**Task details**: Reproduce the records below, substituting "a single space" for each occurrence of "a tab character" and leaving every other character unchanged.

**Stored data**:
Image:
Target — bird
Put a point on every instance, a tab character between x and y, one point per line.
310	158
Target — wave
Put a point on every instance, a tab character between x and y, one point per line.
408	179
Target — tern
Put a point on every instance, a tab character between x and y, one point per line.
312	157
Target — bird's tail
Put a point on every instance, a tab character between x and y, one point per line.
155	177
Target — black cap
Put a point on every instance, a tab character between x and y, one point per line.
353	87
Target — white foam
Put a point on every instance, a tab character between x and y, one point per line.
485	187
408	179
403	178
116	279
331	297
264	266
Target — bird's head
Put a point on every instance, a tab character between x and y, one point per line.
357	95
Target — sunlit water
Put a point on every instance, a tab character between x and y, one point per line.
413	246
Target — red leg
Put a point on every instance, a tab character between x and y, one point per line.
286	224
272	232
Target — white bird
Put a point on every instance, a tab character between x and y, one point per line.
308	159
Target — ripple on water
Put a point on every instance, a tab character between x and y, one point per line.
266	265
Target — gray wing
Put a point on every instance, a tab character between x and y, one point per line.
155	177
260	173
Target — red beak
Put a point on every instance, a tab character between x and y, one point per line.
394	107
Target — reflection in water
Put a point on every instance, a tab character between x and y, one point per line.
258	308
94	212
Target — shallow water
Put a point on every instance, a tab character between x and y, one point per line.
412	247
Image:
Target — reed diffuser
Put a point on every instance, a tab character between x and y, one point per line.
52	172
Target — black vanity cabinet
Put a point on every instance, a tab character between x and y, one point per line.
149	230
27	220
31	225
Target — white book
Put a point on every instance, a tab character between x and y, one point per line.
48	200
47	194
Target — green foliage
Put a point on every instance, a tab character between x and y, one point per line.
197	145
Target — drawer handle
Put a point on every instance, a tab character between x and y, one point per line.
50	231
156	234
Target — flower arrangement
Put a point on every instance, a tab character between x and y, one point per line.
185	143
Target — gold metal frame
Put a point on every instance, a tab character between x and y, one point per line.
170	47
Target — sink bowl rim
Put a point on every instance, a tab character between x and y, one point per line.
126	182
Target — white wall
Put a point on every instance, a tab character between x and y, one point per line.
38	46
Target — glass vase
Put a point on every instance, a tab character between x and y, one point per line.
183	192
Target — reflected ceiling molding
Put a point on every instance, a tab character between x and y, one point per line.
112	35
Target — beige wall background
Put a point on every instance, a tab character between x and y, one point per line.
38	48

**Full output**:
Image:
Target — bird
Put a point on every instance, a single space between x and y, one point per line.
310	158
Target — wave
Put a point on every instance, a single space between x and y, one point per line.
408	179
Target — tern
Put a point on every instance, a single space between x and y, one point per line.
312	157
Target — bird's tail
Put a point on every instance, a single space between x and y, one point per line.
155	177
Target — black cap
Put a point on every instance, a single space between x and y, one point per line.
353	87
Target — white foam
Put a point on every instance, a single space between x and y, one point per line.
485	187
408	179
403	178
116	279
331	297
264	266
Target — bird's head
Put a point on every instance, a single space between x and y, one point per line.
357	95
Target — sunlit water
Put a point on every instance, a single space between x and y, one point per line.
413	246
Target — red leg
Put a point on every instance, a single space between x and y, one point per line.
286	224
272	232
Target — white bird
Put a point on every instance, a single space between x and y, one point per line.
308	159
Target — ripple on water
Put a point on every instance, a single space between x and y, one point per line.
266	265
Target — gray wing
Put a point on every instance, a single space between x and y, one point per line.
155	177
260	173
Target — red beak
Put a point on every instance, a single space between x and y, one point per line.
394	107
Target — reflection in water
Put a point on every instance, a single space between x and y, one point per line.
258	308
94	212
Target — shallow water
Put a point on every instance, a single space between x and y, one point per line.
412	247
Image:
Target — reed diffuser
Put a point on every instance, a single space between x and y, one point per line.
52	172
Target — black vanity cabinet
Put a point on every instance, a single space between x and y, one point per line.
149	230
27	220
31	225
Target — white book
Put a point on every instance, a single space between x and y, one point per line.
48	200
47	194
Target — green foliage
Put a point on every instance, a single space between x and y, one point per line.
197	145
Target — drawer handle
Put a point on every instance, a single space between x and y, one point per line.
50	231
156	234
Target — flower arrangement
Put a point on every instance, a single space between x and y, one point per line.
185	143
Target — gold metal frame
Put a point on every instance, a single space between x and y, one point per line.
170	47
Target — sink bowl rim
Put a point on every instance, a single space between x and y, one point per line.
126	182
Target — white wall
Put a point on every instance, a single space between x and y, one point per line.
38	46
Target — glass vase
Put a point on every instance, a single space between x and y, one point per line.
183	192
Target — reflected ceiling molding
Put a point on every instance, a single space between x and y, one point per line.
112	35
Target — beige wall background
Put a point on every instance, a single space between x and y, one point per line.
38	48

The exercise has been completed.